_WRITTEN INSTRUCTION_: Leave the pictures out and print every record below exactly as it stands.

_SOURCE MATERIAL_:
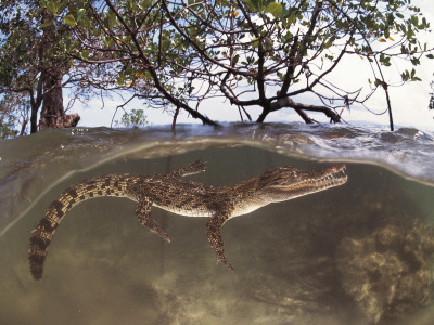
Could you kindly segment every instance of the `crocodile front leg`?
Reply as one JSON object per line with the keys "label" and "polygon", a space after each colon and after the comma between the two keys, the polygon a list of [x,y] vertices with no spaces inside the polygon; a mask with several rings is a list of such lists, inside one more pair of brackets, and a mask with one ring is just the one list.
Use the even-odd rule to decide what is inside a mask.
{"label": "crocodile front leg", "polygon": [[205,171],[205,162],[201,161],[201,159],[197,159],[193,162],[190,162],[189,165],[175,169],[173,172],[169,174],[174,177],[186,177],[190,174],[195,174],[200,172]]}
{"label": "crocodile front leg", "polygon": [[170,238],[167,233],[155,222],[154,218],[151,217],[152,202],[150,199],[140,200],[137,205],[136,216],[140,223],[148,226],[151,232],[156,234],[162,239],[170,243]]}
{"label": "crocodile front leg", "polygon": [[217,253],[217,262],[222,262],[229,270],[233,271],[232,265],[225,257],[224,240],[221,239],[220,230],[225,222],[228,220],[229,213],[216,213],[206,223],[206,234],[210,243],[210,247]]}

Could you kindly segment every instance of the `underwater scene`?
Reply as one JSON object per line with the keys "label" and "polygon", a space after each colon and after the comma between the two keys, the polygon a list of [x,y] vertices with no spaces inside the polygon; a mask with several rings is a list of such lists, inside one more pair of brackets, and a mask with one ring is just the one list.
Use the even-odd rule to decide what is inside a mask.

_RIGHT ANSWER_:
Could you kindly segment every instance of the `crocodile front leg`?
Reply as one JSON object per line with the keys "label" and "polygon", a space after each colon and after the comma between the two keys, the polygon a list of [x,y] vertices with no spaces inside the polygon; a mask with several rings is a list of such lists, inside one more pair of brackets, and a mask with one ring is just the one list.
Use the even-odd rule to decide what is inside a mask.
{"label": "crocodile front leg", "polygon": [[205,171],[205,162],[201,161],[201,159],[197,159],[193,162],[190,162],[189,165],[175,169],[173,172],[169,174],[174,177],[186,177],[190,174],[195,174],[200,172]]}
{"label": "crocodile front leg", "polygon": [[170,238],[167,233],[155,222],[154,218],[151,217],[152,202],[150,199],[140,200],[137,205],[136,216],[140,223],[148,226],[151,232],[156,234],[162,239],[170,243]]}
{"label": "crocodile front leg", "polygon": [[217,253],[217,262],[222,262],[229,270],[233,271],[232,265],[225,257],[224,240],[221,239],[220,230],[225,222],[228,220],[229,213],[216,213],[206,223],[206,234],[210,243],[210,247]]}

Could you kindly segment every instance of the `underwater scene`?
Reply as one JSON object per line with the keys "label" and "polygon", a space after each colon and after the comma between the two keys, the polygon a list of [x,y] vertices with no spaces inside the polygon; a mask with several rings is a list of such lists, inside one more pair of brackets, and a mask with one ring is just the one list.
Use the even-odd rule to decide what is inside a mask.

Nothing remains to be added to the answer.